> [EXERCISE TASK]: Convert the data into a numbered list, starting at its first line and stopping after the line that contains "column 79, row 83". Omit blank lines and leave the pictures out.

> [INPUT DATA]:
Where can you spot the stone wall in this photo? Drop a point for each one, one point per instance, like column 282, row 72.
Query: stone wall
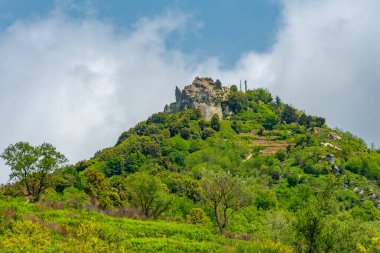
column 203, row 94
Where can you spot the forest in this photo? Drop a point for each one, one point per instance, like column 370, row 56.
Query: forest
column 267, row 178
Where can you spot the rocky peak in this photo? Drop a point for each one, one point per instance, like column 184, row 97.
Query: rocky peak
column 204, row 94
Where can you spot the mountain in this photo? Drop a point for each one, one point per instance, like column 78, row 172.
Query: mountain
column 219, row 170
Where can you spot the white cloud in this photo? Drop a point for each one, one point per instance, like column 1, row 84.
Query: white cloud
column 325, row 60
column 79, row 83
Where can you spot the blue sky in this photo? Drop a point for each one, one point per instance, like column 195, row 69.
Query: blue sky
column 79, row 73
column 221, row 28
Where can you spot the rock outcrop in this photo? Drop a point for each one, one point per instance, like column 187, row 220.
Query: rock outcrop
column 203, row 94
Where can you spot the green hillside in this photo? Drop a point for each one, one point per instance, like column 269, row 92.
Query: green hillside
column 265, row 178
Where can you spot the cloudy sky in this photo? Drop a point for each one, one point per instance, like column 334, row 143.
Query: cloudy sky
column 78, row 73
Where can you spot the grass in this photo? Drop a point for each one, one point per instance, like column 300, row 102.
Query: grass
column 26, row 227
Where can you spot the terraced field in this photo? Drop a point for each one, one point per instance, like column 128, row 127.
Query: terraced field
column 271, row 144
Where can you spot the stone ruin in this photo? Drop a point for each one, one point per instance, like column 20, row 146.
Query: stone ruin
column 203, row 94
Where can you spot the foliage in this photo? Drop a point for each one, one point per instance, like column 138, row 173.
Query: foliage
column 148, row 194
column 225, row 194
column 32, row 165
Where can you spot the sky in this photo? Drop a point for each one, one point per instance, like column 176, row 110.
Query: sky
column 78, row 73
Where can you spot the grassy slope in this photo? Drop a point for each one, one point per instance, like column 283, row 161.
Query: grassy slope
column 29, row 227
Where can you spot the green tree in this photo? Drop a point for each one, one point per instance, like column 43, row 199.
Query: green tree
column 225, row 194
column 233, row 88
column 215, row 122
column 288, row 115
column 32, row 166
column 148, row 194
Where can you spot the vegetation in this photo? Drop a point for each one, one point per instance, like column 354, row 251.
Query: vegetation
column 265, row 178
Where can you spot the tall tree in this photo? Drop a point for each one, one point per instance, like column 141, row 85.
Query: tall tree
column 225, row 194
column 31, row 165
column 148, row 194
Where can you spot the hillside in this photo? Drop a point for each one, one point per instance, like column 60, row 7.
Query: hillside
column 220, row 170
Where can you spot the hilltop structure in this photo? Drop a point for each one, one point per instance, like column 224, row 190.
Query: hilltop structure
column 203, row 94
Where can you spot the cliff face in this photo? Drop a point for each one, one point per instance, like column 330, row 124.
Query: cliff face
column 203, row 94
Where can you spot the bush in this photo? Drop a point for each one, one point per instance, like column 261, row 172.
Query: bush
column 199, row 217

> [PROBLEM SOLUTION]:
1. Where can you spot the stone wall in this photo? Drop a point for each one, one point per instance, like column 282, row 72.
2. Query: stone wall
3. column 203, row 94
4. Where can you spot the forest in this photo? Drop a point for each one, one point per instance, like column 370, row 56.
5. Query: forest
6. column 267, row 178
7. Where can you spot the rocky peak in this photo? Drop a point for each one, one point per instance, like column 184, row 97.
8. Query: rocky peak
9. column 204, row 94
10. Where can you spot the mountain in this photo? Drop a point for each one, one point per instance, like column 78, row 172.
11. Query: mountain
12. column 219, row 170
13. Where can you spot the white cloud in this photo? Drop a point for each one, one point per instance, like column 1, row 84.
14. Query: white cloud
15. column 325, row 60
16. column 79, row 83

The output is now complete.